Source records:
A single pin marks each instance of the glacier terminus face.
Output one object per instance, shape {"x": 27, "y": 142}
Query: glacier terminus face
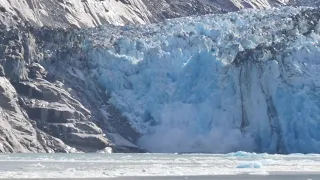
{"x": 217, "y": 83}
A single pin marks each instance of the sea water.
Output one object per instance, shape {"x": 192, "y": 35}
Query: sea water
{"x": 239, "y": 165}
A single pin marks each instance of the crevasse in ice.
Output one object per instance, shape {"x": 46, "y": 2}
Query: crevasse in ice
{"x": 217, "y": 83}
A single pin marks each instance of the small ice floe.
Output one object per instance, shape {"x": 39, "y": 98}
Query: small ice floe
{"x": 262, "y": 173}
{"x": 255, "y": 165}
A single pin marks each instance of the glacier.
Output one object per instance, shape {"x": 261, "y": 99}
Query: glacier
{"x": 245, "y": 81}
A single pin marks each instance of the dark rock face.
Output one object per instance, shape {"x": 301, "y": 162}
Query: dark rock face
{"x": 42, "y": 107}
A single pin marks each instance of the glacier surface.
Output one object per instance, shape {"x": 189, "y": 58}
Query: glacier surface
{"x": 217, "y": 83}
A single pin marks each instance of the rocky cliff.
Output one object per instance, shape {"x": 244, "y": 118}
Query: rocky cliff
{"x": 50, "y": 104}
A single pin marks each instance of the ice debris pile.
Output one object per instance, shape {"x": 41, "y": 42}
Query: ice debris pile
{"x": 217, "y": 83}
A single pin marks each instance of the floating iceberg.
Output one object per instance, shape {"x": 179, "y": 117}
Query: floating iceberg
{"x": 246, "y": 81}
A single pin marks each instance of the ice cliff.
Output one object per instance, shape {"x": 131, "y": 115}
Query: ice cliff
{"x": 217, "y": 83}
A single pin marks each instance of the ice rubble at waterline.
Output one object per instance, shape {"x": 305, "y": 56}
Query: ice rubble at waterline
{"x": 217, "y": 83}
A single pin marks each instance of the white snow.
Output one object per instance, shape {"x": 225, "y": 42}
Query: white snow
{"x": 179, "y": 83}
{"x": 123, "y": 165}
{"x": 253, "y": 164}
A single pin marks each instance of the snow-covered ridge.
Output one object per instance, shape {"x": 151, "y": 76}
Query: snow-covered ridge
{"x": 91, "y": 13}
{"x": 217, "y": 83}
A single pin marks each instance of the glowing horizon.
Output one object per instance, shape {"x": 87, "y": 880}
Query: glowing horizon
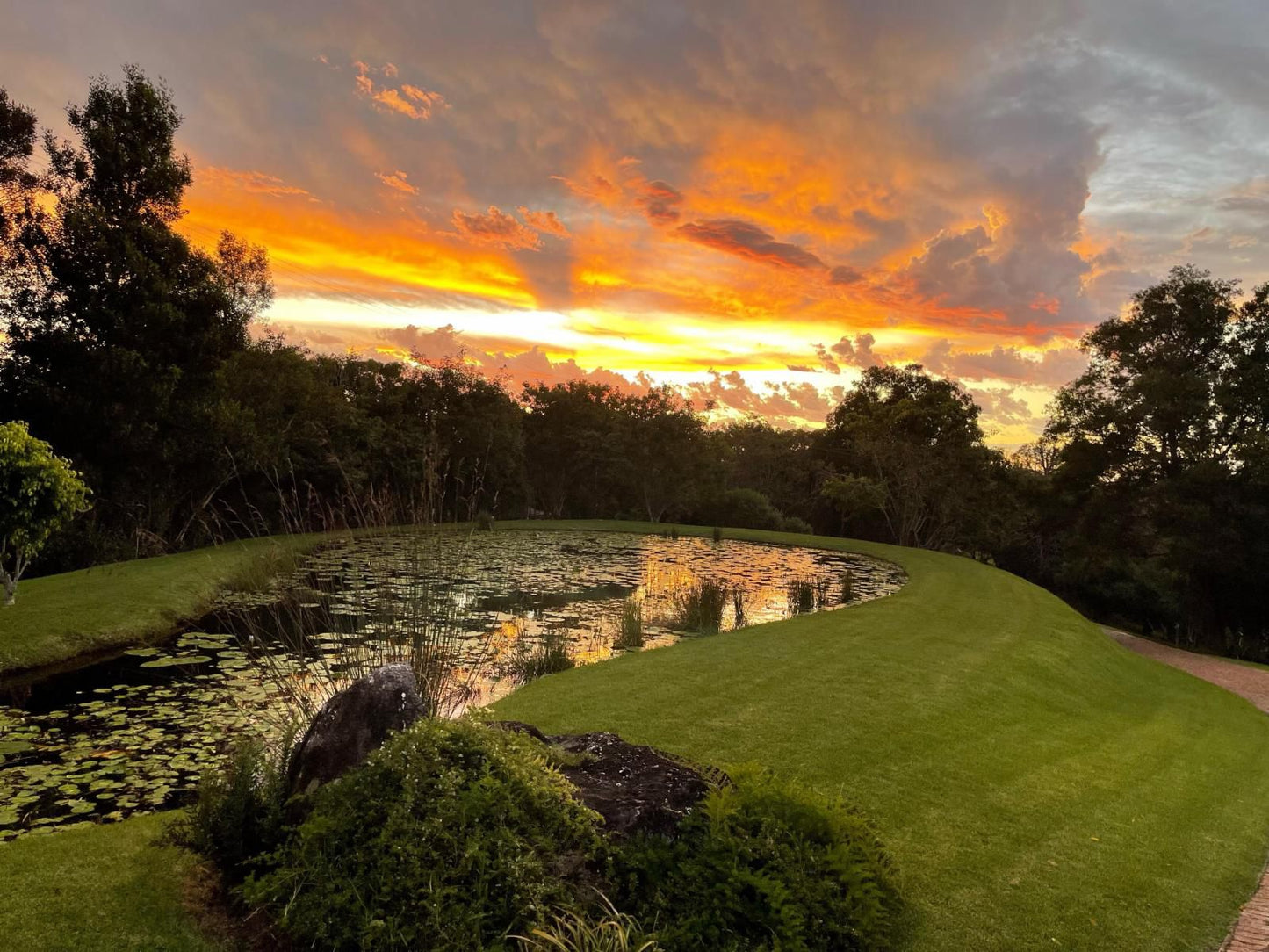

OBJECTIVE
Rewrite the material from the line with "A single pin marks each instance of the ice rubble" through the end of the material, both ends included, with the requests as they stand. Scale every answer coordinate by 2.35, rounding to whole numbers with halves rounded up, but leave the numbers in the requests and their format samples unchanged and omit the pictures.

COMPLETE ANSWER
A single pin marks each instance of the ice rubble at waterline.
Output one object per instance, shape {"x": 305, "y": 56}
Query: ice rubble at waterline
{"x": 510, "y": 195}
A single pin marks each instance of the white snow.
Output one object per instance, shape {"x": 225, "y": 42}
Query: white snow
{"x": 421, "y": 195}
{"x": 289, "y": 388}
{"x": 595, "y": 385}
A single pin marks each instance of the snow-covered ridge.
Output one object per instance, shape {"x": 151, "y": 76}
Query: snow-covered ridge
{"x": 214, "y": 31}
{"x": 510, "y": 195}
A single pin marks each instance of the glowing horizon.
Output one object per instance, shape {"x": 87, "y": 880}
Query: glowing horizon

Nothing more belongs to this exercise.